Selected excerpt ▸
Aerosmith Album Covers – Ranked From Best to Worst

Aerosmith Album Covers: Ranked from Best to Worst

At this point, Aerosmith is an iconic rock band, loved for their music and their unique frontman Steven Tyler.  But, we can’t forget about all of those great Aerosmith album covers that we stared at over the years.  Don’t they deserve a little shine too?

That’s why, in this article, I’m going to rank Aerosmith’s albums based solely on their cover.  Starting with the album that I think had the best cover, to the album I felt totally missed the mark and had the worst cover, let’s have a little fun today and dive right in!

Aerosmith Album Covers: From Best to Worst

Let’s begin with what I believe is the best album cover by Aerosmith: Toys in the Attic.

1) Toys in the Attic (1975)

Toys in the Attic

“Toys in the Attic” is Aerosmith’s third studio album, best-selling album, and features famous songs “Walk This Way” and “Sweet Emotion.” The album cover is undoubtedly their creepiest cover, however, it’s also their most unique and eye-catching cover to date. 

The cover itself is brown with the band’s name and logo written at the top in orange. Below the band’s name is artwork with drawings of—you guessed it—toys in an attic. 

Yeah…totally not creepy guys.  

Although a bit strange, the cover art is incredibly cool and looks like something you might even have framed on a wall in your house (if you’re into that kind of thing). Not to mention, it’s fitting when considering the songs featured on the album itself, especially the title track, “Toys in the Attic,” which is said to compare the mental state of “craziness” with the wild reality of being a member of a band. 

Steven Tyler sings, “Leaving the things that are real behind…,” making a bit of sense out of the living toys on the album’s cover. The musical knowledge website Genius offers a unique interpretation of the lyrics with a quote from Steven Tyler himself. 

Overall, the music, lyrics, and cover of this album are why it’s considered their best—and I must agree!

2) Get a Grip (1993)

Get a Grip

This 1993 album cover features the Aerosmith logo branded on a cow with a pierced udder. The album is one of my personal favorites, with legendary tracks and amazing album art, it ranks at the top of my list at number two. Get a Grip, Crazy, and Livin on the Edge are the stand-out songs of the album, but the other songs are good listens, too. 

As far as album covers go, I’ve never seen one quite like it. The branded cow was an interesting choice. It’s simple, strange, and oddly cool—nothing out of the ordinary for Aerosmith; and it seems to fit the energy of the featured songs. Perhaps the cow and its udders are a play on the title track, “Get a Grip.”

3) Nine Lives (1997)

Nine Lives

Talk about an amazing album cover. Although it was by no means a best-seller, Aerosmith’s 1997 album Nine Lives is an underrated gem. The album art is mesmerizing, featuring a rock n roll-loving cat strapped to a moving target, surrounded by daggers.

Instructions ▸
A – According to the Aerosmith album-cover ranking, what does the cover of Get a Grip show?
B – Resume the Aerosmith album-cover ranking from its last sentence, keeping the same voice.

Provided material ▸

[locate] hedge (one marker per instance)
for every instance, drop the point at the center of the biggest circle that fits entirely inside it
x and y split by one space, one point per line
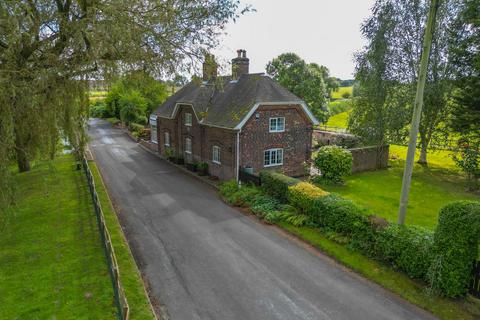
456 247
276 184
407 248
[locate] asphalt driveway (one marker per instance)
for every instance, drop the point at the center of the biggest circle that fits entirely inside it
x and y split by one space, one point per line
205 260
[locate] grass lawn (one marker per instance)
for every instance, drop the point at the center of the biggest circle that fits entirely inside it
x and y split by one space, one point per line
389 278
130 277
339 120
341 90
432 187
52 263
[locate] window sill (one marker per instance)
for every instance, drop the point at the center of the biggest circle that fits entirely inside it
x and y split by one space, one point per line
272 165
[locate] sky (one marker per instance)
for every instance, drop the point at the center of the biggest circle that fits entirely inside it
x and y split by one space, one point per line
323 31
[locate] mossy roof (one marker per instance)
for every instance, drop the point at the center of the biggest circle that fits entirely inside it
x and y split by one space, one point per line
224 102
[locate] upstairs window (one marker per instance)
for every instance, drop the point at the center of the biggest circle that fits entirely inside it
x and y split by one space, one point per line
188 145
277 124
167 138
273 157
188 119
216 155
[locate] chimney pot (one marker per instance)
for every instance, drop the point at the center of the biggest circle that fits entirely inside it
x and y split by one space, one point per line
240 64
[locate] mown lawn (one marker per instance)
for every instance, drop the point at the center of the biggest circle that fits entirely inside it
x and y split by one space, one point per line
432 187
397 282
52 263
338 94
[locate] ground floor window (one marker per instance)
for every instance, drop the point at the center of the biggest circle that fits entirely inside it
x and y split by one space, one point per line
216 154
188 145
166 136
273 157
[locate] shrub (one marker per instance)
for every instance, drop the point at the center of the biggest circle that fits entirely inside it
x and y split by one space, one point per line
333 162
240 197
407 248
303 195
345 217
135 127
276 184
263 204
455 247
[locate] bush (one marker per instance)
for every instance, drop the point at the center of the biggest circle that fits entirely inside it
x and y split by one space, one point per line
333 162
345 217
263 204
455 248
276 184
407 248
240 197
135 127
303 195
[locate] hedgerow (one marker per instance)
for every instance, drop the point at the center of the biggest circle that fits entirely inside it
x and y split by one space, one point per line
456 247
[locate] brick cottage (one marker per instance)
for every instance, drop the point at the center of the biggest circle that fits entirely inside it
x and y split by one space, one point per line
245 121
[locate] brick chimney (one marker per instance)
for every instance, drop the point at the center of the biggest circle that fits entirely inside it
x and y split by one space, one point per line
240 64
209 67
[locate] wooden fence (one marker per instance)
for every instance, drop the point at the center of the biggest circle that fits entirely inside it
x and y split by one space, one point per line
475 287
119 294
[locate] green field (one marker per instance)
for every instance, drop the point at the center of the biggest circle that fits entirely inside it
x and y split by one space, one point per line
432 187
52 262
341 90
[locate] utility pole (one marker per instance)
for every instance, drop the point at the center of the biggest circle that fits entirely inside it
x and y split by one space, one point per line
417 110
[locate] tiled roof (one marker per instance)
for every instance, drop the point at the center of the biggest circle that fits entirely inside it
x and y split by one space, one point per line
225 102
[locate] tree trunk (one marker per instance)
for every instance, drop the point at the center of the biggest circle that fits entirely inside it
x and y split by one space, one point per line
423 152
22 160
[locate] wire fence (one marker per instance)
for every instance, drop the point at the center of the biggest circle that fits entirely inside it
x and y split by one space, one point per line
118 291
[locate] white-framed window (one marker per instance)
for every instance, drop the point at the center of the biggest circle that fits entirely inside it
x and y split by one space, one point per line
277 124
188 145
188 119
166 137
153 129
273 157
216 154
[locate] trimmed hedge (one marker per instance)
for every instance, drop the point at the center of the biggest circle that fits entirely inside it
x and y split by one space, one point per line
456 247
407 248
276 184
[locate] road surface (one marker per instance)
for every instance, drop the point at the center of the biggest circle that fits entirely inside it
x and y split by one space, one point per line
205 260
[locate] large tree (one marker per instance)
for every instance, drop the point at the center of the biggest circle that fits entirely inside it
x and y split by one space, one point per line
49 48
395 33
306 80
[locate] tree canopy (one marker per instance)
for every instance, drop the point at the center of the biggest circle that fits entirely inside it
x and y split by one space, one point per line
48 49
306 80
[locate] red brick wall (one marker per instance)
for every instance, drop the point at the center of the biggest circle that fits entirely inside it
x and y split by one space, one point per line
295 140
203 139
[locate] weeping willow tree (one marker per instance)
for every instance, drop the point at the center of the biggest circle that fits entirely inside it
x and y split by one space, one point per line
49 49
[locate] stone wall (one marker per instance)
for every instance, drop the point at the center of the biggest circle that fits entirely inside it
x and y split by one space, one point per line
325 138
370 158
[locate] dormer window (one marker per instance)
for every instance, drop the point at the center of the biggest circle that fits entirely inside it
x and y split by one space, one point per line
277 124
188 119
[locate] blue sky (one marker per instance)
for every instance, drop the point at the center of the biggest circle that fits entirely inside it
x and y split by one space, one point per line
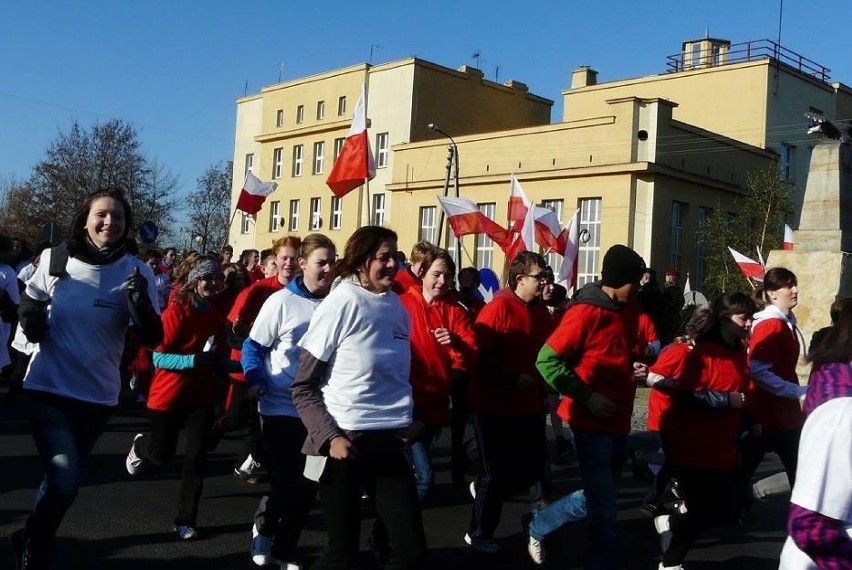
174 68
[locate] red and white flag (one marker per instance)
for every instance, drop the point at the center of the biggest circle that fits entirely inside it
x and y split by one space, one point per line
750 268
568 271
254 193
788 238
355 164
465 218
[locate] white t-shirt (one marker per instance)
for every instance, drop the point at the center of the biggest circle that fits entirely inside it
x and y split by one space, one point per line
9 283
281 322
80 356
824 474
364 338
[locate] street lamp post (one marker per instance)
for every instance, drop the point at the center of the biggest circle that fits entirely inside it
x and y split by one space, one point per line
452 164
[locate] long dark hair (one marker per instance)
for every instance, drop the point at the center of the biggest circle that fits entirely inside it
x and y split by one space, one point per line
837 344
361 247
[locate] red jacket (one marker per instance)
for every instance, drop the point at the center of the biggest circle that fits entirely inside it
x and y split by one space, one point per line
509 334
431 362
707 438
773 342
185 331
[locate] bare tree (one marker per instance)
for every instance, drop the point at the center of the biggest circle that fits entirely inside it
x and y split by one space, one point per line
209 206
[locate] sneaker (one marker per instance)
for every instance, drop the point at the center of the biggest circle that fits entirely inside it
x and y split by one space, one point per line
133 461
484 545
536 550
186 532
663 526
247 471
261 548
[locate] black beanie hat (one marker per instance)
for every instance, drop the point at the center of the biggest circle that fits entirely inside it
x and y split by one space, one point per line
621 265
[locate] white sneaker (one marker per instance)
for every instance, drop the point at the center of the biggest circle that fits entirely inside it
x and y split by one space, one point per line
133 462
261 549
663 527
484 545
536 550
186 532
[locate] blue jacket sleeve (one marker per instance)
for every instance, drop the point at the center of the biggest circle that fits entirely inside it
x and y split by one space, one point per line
254 363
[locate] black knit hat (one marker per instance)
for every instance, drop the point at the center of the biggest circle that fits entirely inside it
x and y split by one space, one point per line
621 265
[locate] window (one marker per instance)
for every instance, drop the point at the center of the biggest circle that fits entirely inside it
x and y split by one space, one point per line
277 162
319 158
381 150
697 283
589 252
428 225
274 216
298 155
294 215
484 254
316 213
336 212
676 240
377 215
554 258
785 162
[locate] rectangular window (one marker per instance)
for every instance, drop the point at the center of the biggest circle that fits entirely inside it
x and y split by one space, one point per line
319 156
377 214
676 240
589 252
298 156
381 150
554 258
336 212
785 162
428 224
277 162
484 254
274 216
316 213
294 216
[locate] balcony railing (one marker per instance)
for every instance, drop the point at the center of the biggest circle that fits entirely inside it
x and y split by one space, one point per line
749 51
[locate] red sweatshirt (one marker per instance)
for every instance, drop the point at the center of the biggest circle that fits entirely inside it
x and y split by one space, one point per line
509 334
185 331
431 362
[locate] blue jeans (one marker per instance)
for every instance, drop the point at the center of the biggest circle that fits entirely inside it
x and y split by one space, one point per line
571 507
65 431
601 457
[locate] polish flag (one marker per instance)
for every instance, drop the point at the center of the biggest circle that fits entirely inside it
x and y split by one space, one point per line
750 268
788 238
466 218
518 205
355 164
254 193
568 271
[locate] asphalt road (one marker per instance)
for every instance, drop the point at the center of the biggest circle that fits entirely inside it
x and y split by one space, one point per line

Responses by task ▸
A – The Aerosmith logo branded on a cow with a pierced udder.

B –
With an array of eye-catching colors and designs, this cover is undoubtedly one of their best. The album has thirteen enjoyable tracks, most notably the song “Pink”—a track that won the band their fourth and most recent grammy in 1999 for Best Rock Performance by a Duo or Group with Vocal

In addition, the music video won an MTV Video Music Award for Best Rock Video in 1998. 

4) Rocks (1976)

Rocks

Aerosmith’s 1976 album, Rocks, produced two Top 40 hits and is considered one of their most influential works. Although not quite as popular as their “Toys in the Attic” record, this one was legendary, setting the foundation for many next-gen rock bands. 

The album cover is simple, yet effective and unique. The band name is shown at the top middle above an artwork featuring five diamonds, or Rocks, you could say. 

In his memoir Rocks: My Life in and out of Aerosmith, Joe Perry explained, “Diamonds are called rocks, and nothing is harder than a diamond. I wanted the hardest-rocking record imaginable.” He mentioned that the concept of the album cover was to convey the return of two band members, Brad Whitford and himself, after a falling out occurred between all the members. 

With this knowledge in mind, the cover becomes much more impactful; and the songs are incredible. The five members—together—make up Aerosmith: five insanely influential diamonds, paving the way for future generations of rock music.

5) Aerosmith (1973)

Aerosmith cover

Here it is—the self-titled debut that started it all. Aerosmith wasn’t an immediate hit, but over time people realized the band’s talent and potential.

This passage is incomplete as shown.